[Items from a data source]
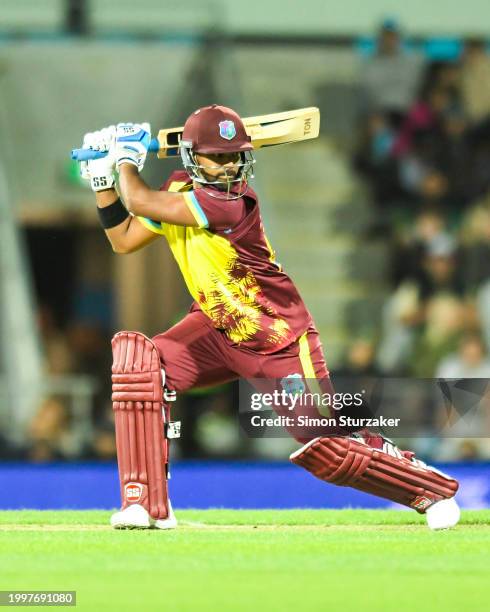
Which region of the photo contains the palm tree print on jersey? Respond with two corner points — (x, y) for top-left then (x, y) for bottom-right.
(198, 256), (290, 344)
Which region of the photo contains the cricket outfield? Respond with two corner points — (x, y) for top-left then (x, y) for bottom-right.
(0, 510), (490, 612)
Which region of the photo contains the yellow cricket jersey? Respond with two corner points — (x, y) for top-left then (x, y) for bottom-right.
(138, 171), (311, 354)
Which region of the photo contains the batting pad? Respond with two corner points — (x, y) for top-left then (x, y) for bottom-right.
(290, 436), (459, 514)
(112, 331), (169, 519)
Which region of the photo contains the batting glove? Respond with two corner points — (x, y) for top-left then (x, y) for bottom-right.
(116, 123), (151, 172)
(80, 125), (116, 191)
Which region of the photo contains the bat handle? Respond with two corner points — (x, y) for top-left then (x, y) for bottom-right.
(71, 138), (160, 161)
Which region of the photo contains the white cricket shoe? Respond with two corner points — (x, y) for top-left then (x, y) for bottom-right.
(425, 497), (461, 529)
(111, 501), (177, 529)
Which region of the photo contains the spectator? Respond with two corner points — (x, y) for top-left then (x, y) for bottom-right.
(362, 19), (422, 128)
(461, 38), (490, 125)
(28, 397), (82, 461)
(377, 234), (466, 376)
(436, 333), (490, 378)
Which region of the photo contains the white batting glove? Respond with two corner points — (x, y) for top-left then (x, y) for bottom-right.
(80, 125), (116, 191)
(116, 123), (151, 172)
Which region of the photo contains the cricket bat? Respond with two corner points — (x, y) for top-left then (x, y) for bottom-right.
(71, 106), (320, 161)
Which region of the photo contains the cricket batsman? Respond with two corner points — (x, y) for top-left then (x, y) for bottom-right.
(81, 104), (460, 529)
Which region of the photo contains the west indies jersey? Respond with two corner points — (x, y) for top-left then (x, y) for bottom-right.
(138, 171), (311, 354)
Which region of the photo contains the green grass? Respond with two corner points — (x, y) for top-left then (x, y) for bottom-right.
(0, 510), (490, 612)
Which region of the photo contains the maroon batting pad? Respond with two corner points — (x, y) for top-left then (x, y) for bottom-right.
(290, 437), (459, 514)
(112, 332), (169, 519)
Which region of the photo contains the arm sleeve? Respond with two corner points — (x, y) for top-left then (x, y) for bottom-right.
(182, 189), (246, 230)
(136, 217), (165, 235)
(136, 173), (175, 236)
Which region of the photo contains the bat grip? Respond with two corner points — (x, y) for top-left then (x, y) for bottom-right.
(71, 138), (160, 161)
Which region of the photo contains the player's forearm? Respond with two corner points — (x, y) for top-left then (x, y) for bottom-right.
(95, 189), (132, 253)
(119, 164), (153, 217)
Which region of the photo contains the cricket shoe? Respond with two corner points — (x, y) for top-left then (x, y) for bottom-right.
(351, 432), (461, 530)
(111, 501), (177, 529)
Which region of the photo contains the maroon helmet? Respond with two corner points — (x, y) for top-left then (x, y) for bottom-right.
(181, 104), (253, 154)
(180, 104), (255, 199)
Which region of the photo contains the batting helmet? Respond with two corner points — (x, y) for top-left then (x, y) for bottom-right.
(181, 104), (253, 154)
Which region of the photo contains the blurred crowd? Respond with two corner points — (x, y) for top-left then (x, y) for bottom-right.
(347, 21), (490, 458)
(5, 21), (490, 461)
(354, 21), (490, 377)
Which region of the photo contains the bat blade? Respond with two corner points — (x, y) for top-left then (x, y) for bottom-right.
(158, 107), (320, 158)
(71, 106), (320, 161)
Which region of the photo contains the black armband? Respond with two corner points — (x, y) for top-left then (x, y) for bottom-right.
(97, 198), (129, 229)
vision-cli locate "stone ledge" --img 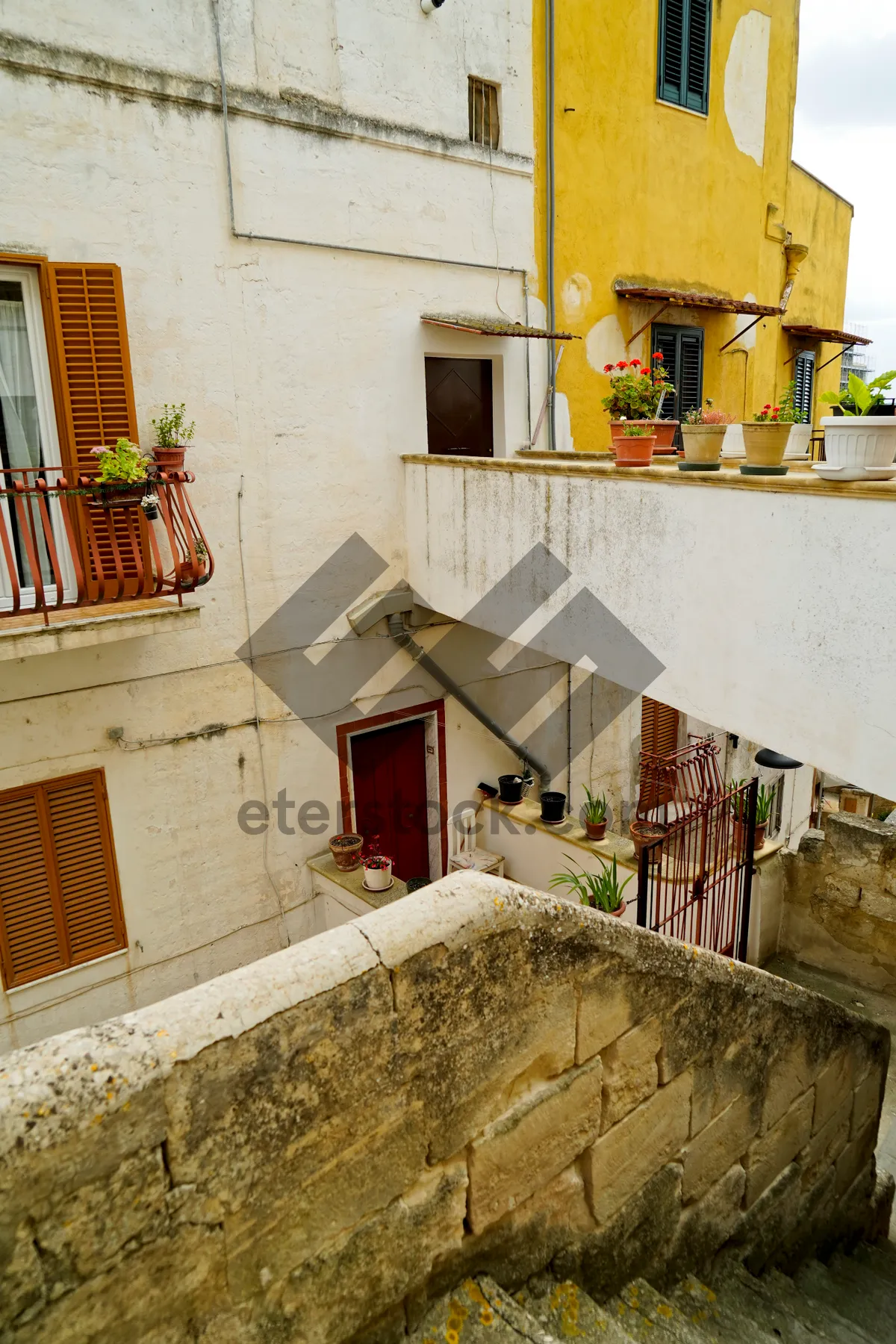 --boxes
[0,598,202,662]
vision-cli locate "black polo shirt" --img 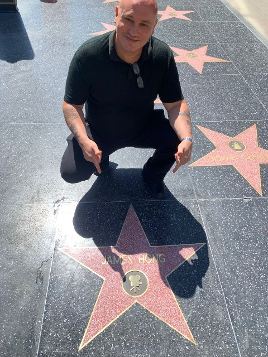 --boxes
[64,31,183,141]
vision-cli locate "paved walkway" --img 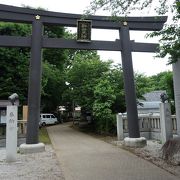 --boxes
[48,124,178,180]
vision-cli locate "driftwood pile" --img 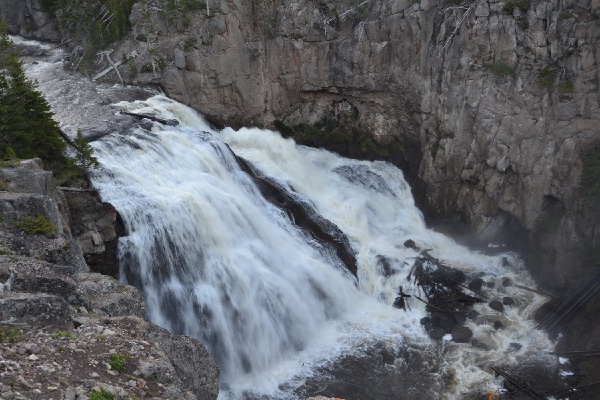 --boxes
[394,241,485,343]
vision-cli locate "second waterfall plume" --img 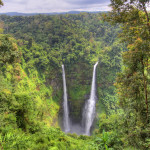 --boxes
[82,62,98,135]
[62,65,70,132]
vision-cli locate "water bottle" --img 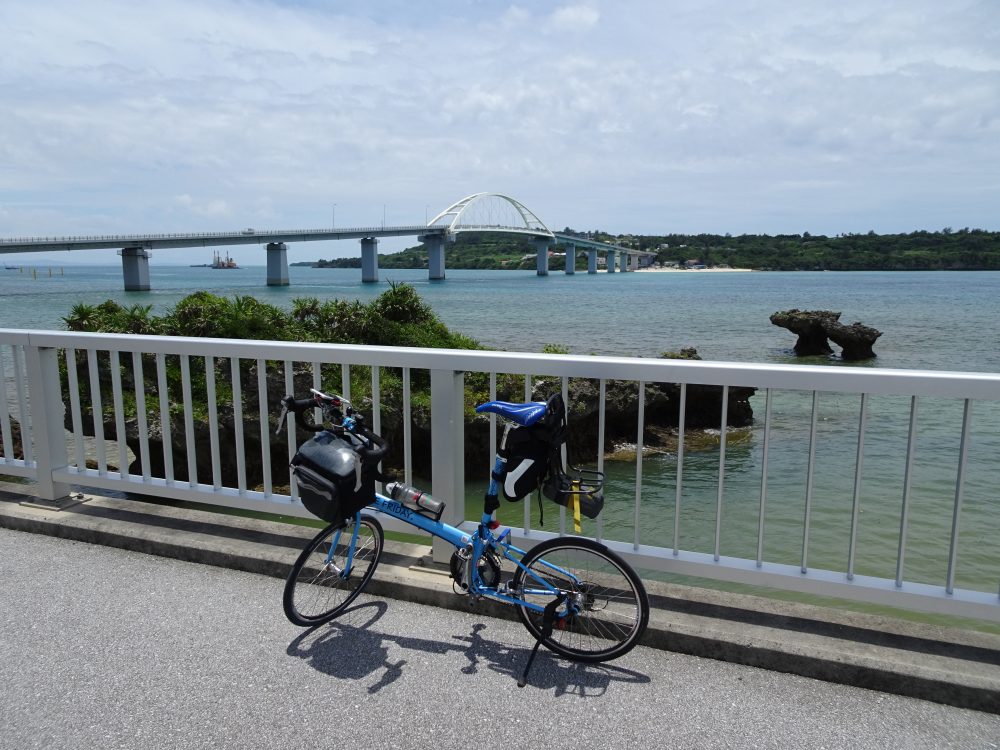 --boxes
[385,482,444,521]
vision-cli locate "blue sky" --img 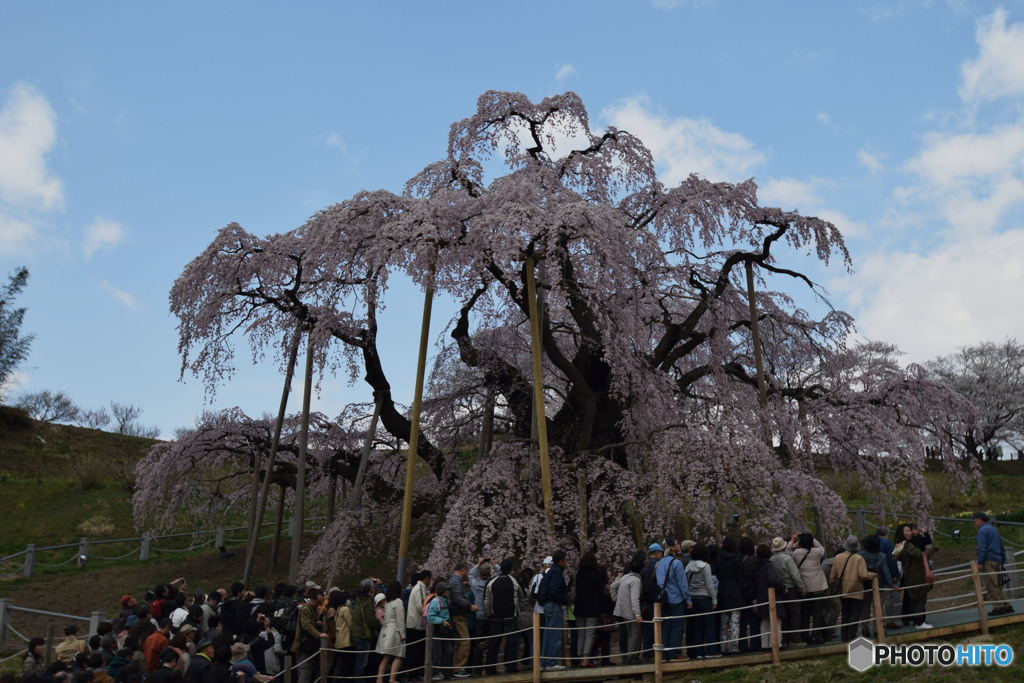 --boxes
[0,0,1024,435]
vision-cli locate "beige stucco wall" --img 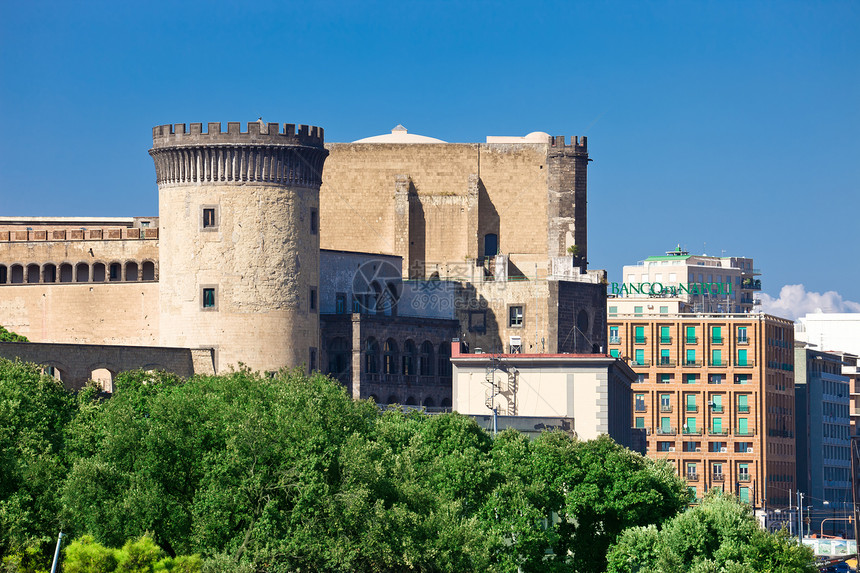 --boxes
[0,282,159,345]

* **TASK DIRECTIONS**: Return, unchanged, the part of the listing that begins with the line containing "Which region of the photo contains the player's" and ends with the line containing "(180, 104), (255, 199)", including both of those lines.

* **WRITTEN ANSWER**:
Which region of the photo contains the player's forearm? Respond with two corner points — (x, y) for top-left then (x, y) for bottom-right.
(95, 189), (132, 253)
(119, 164), (153, 217)
Which region of the photo contains the cricket shoe? Respond with two corner points — (x, y) for top-left then (x, y) for bottom-right.
(351, 432), (461, 530)
(111, 501), (177, 529)
Which region of the photo contains the maroon helmet? Respond with two corner points — (x, y) for top-left then (x, y) for bottom-right.
(181, 104), (253, 154)
(180, 104), (255, 199)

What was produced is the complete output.